**EXERCISE REQUIREMENTS:** Reproduce every one of the rows below word for word, changing nothing.

____ DATA FOR THIS EXERCISE

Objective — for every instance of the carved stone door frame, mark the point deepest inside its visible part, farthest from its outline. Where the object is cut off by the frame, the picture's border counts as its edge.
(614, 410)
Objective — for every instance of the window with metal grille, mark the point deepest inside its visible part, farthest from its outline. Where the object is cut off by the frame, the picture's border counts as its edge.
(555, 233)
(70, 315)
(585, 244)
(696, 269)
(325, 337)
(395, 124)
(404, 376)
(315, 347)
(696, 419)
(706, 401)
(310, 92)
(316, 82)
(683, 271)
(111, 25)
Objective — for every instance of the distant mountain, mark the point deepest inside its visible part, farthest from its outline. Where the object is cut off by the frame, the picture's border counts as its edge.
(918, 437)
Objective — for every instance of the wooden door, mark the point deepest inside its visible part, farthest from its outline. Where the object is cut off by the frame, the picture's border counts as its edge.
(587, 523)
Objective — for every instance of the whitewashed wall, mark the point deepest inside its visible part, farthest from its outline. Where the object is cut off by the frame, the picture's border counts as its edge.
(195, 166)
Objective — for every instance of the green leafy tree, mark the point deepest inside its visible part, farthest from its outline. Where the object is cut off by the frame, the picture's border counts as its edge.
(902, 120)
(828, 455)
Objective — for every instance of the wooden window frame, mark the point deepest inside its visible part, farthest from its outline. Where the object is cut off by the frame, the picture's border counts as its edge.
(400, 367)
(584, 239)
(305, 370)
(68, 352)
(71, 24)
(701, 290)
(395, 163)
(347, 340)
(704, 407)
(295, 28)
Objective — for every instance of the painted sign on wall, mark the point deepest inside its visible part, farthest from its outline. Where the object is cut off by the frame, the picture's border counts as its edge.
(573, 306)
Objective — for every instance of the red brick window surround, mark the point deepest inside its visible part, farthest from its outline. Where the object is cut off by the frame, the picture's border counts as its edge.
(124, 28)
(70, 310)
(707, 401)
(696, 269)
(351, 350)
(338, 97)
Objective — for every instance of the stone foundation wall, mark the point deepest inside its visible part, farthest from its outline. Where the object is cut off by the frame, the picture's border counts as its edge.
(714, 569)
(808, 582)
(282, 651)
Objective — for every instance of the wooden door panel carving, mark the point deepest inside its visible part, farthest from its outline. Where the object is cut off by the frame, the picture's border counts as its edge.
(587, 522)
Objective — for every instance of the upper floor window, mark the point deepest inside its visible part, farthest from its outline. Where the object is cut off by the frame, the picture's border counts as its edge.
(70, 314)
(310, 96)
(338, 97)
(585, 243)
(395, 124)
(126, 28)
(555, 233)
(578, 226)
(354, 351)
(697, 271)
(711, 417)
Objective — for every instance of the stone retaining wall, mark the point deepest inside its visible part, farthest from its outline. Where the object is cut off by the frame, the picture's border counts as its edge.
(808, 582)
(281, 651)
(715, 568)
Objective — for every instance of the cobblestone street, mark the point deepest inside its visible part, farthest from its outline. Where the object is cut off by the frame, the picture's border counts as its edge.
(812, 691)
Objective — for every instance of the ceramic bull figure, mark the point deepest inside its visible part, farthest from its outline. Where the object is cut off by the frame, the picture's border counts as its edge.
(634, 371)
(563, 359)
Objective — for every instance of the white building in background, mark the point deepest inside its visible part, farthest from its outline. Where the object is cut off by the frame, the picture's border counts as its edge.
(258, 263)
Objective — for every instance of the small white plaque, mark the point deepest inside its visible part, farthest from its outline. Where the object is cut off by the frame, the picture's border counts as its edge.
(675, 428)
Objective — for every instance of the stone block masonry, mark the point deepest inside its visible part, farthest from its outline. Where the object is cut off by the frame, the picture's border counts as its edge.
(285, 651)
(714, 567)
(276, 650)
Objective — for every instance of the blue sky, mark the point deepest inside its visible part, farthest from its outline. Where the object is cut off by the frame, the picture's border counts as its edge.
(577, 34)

________

**WRITTEN RESPONSE:**
Objective — for every instance of the carved stone door frame, mark the point deepest inside its visible part, farthest from its outline. Where the object is cut off by the frame, the picture's border counts as its edge.
(614, 410)
Objective — for every instance of the window with metal grille, mark the point deepest inside its visible part, farthest from its outline. Where the object is cut off by the frame, the picture's border counts as its edge.
(555, 233)
(70, 315)
(585, 244)
(696, 269)
(325, 337)
(395, 124)
(404, 376)
(315, 347)
(696, 419)
(706, 401)
(310, 92)
(316, 82)
(683, 271)
(111, 25)
Objective — for every instance of the distant mountain, mark the point deepest inside its visible part, farthest from its outline. Where the object is cut off by the frame, the picture's border counts as its edge.
(918, 437)
Objective — for every instance of the wooden door, mark the point deepest inside its visible part, farthest from its outline. Where the object is cut off by the frame, the picture's border counts as its edge.
(587, 523)
Objective — for every instance of the whitewashed wall, mark the point deepest inside its visible part, farthest from its outline. Where the object is cut off by the frame, the picture's border counts as its edge.
(195, 166)
Objective — for every instance of the green leafy tree, mark the point deepest inside its visible part, farthest from its outline. Where the object is cut off by the frame, the picture's border counts as its edge.
(902, 120)
(828, 455)
Objective — for every instance of the wooden window frame, mark the point deepest inside its visible part, farthest from its outline. Where the object is cut off by the frame, the picture's border counts as its edge.
(400, 367)
(584, 239)
(305, 370)
(68, 352)
(71, 24)
(701, 290)
(395, 163)
(347, 340)
(704, 407)
(295, 28)
Objective — for every instance of the painted sign on wall, mark the point deepest inside its visible part, farthest from its outline. Where the object is cut off by the frame, the picture's border counts as its edge.
(573, 306)
Objective — for every instance of the red brick window surround, mark the point deepest inside its visible part, farthest from its outline. Where the object is cut off by the frame, the picture's border counts as its edge.
(124, 28)
(70, 310)
(707, 401)
(696, 269)
(351, 350)
(338, 97)
Objective — for every instance of the stone foundation wall, mark the point deepest inside its visible part, farthest from its outline. Where the object is cut off by the frame, the picture's border counts as its edge.
(714, 569)
(808, 582)
(282, 651)
Objective — for every instance of the wooden door panel carving, mark the point deepest inside its visible part, farthest from its outline. Where the object is cut off by the frame, the picture's border counts as its edge.
(587, 522)
Objective — for every instance of the upper floor window, mark the point deepest inside its visible part, farthest from its outline. Where the object is cut off by the frame, the picture's border counts as its edge.
(70, 314)
(310, 96)
(338, 97)
(585, 243)
(395, 124)
(126, 28)
(555, 233)
(578, 226)
(354, 351)
(697, 271)
(711, 417)
Objective — for every instance of the stone retaining wall, mark the point deepest inside its visible part, farthest from its outline. Where the object is cut off by the frame, the picture's border counts as its edge.
(808, 582)
(281, 651)
(715, 568)
Objective — for every instance of the cobblestone street, mark the point deepest inside its visible part, farthest from its outline. Where the object is cut off by the frame, the picture's border counts as its edge.
(812, 691)
Objective — for every instance of the ceramic bull figure, mark the point deepest inside its visible part, farthest from its outline. Where the object is cut off by the frame, the picture's border counts as its edge.
(634, 371)
(563, 359)
Objective — for every instance of the white building in background, mark the point deepest inside its visible part, farthest from its outline. Where the object is cut off by the frame, the picture's border counts as its edge.
(258, 263)
Objective — for every instance of the small white plaque, mark the point deepest inside its visible part, farthest from its outline. Where the object is cut off by the frame, the picture's border counts as its edge.
(675, 428)
Objective — for every instance of the stone block masonry, mark the point deepest inside its visible part, farthest from its outline. Where the object is cut off by the frame, the picture's border counts as its edge.
(285, 651)
(714, 567)
(276, 650)
Objective — for every instance of the blue sky, mark the point deepest inside its visible part, farthest from its outline. Where the object is cut off by the frame, the picture's border counts as its edge.
(577, 34)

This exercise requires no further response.